═══ Data section

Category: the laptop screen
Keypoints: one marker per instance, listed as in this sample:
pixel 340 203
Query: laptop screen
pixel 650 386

══════

Task details: Could you repeat every record above exactly as it appears?

Result:
Category: the laptop screen
Keypoints: one marker per instance, listed as in this sample:
pixel 340 203
Query: laptop screen
pixel 650 386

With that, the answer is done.